## WHAT IS ASKED
Copy out the rows below, replacing "wheelbarrow" with "handcart" wherever it occurs and changing nothing else.

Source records
....

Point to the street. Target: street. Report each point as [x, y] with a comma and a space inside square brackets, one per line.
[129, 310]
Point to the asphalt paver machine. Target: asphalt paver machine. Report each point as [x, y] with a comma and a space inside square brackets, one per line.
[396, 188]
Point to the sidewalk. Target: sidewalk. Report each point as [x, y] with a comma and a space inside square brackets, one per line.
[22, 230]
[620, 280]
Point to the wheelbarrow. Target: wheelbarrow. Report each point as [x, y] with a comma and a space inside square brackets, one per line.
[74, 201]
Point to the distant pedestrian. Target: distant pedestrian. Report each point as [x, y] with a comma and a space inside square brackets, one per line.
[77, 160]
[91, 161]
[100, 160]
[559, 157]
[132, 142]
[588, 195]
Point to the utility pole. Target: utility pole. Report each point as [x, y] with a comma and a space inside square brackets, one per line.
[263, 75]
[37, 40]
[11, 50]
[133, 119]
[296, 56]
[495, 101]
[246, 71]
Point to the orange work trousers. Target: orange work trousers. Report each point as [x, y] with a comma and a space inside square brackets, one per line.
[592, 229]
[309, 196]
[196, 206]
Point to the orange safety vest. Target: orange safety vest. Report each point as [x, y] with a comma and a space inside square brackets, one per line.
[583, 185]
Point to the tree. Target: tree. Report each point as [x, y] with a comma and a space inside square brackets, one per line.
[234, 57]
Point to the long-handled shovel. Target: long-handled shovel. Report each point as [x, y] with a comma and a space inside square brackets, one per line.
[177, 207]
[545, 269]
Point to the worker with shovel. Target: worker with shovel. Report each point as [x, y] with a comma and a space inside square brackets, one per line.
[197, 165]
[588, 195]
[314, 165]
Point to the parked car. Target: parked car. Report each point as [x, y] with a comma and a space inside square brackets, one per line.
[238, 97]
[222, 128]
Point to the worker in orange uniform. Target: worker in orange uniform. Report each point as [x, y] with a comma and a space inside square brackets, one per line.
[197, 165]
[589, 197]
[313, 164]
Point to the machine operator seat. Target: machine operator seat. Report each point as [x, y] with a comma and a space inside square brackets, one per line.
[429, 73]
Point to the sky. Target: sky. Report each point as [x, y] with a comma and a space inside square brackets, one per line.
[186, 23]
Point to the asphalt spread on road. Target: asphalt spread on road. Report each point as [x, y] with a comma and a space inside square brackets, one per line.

....

## REPLY
Point to the street. Target: street. Report each point as [x, y] with a comma and a space inside square brackets, one per line.
[129, 310]
Point to the asphalt paver machine. Target: asphalt paver machine. Report each point as [x, y] with a comma and a space inside square brackets, one per line.
[396, 188]
Point to the sidewalk. Target: sidewalk. Report each point as [x, y] with a comma and a space inside square brackets, one per line.
[22, 230]
[620, 280]
Point to the handcart. Target: handcart. Report each point as [x, y] with a comma and a space inside square brackets, one per line.
[74, 201]
Point to the distant pedestrian. Target: distant pedestrian. Report each point as [x, y] with a comma and a space inside square brackets, one per line.
[77, 160]
[91, 161]
[100, 160]
[559, 157]
[132, 142]
[588, 195]
Point to the utility pole. Target: utility pole. Report each point as [x, y] with a comma and a space inside square brackets, one per line.
[263, 75]
[37, 40]
[11, 50]
[133, 119]
[296, 56]
[495, 101]
[246, 71]
Point to the orange work trousers. Target: orange work trousers. Report each point as [x, y] with a comma and a space inside square brackets, one per line.
[592, 229]
[309, 196]
[196, 206]
Point to the orange safety vest. Target: orange safety vest. Report each point as [x, y] with a comma and a space inside square brackets, one per line.
[583, 185]
Point to the tree. Target: tree. Report each point as [x, y] with a comma and a space inside square brackets, one per line.
[234, 57]
Point to the long-handled shovel. Target: long-handled shovel. Report each point as [x, y] with a comma and a space inside square brackets, one per line.
[177, 207]
[545, 269]
Point to the worker with shovel. Target: worker with shovel. Report each point as [x, y] with a comma and a space inside square brackets, one per line.
[197, 165]
[588, 195]
[314, 165]
Point to the parked car. Target: parked car. Report each point as [x, y] with a comma and a space inside square brackets, one per line.
[238, 97]
[222, 128]
Point to the worker in orange uniform. Target: worker in orange uniform. Report each point as [x, y] with a comma and a space inside square brackets, one per line.
[197, 165]
[589, 197]
[313, 164]
Point to the machine operator seat. Target: machine operator seat. Report each point as [x, y] with a comma and a space inside square brackets, one per line.
[429, 73]
Point to the sky. Target: sky. Report each point as [x, y] with a comma and a space inside square brackets, one per line.
[186, 23]
Point to the asphalt spread on road. Target: asphalt spread on road. Report each point as [x, y] with a comma and a space inside square brackets, one per line.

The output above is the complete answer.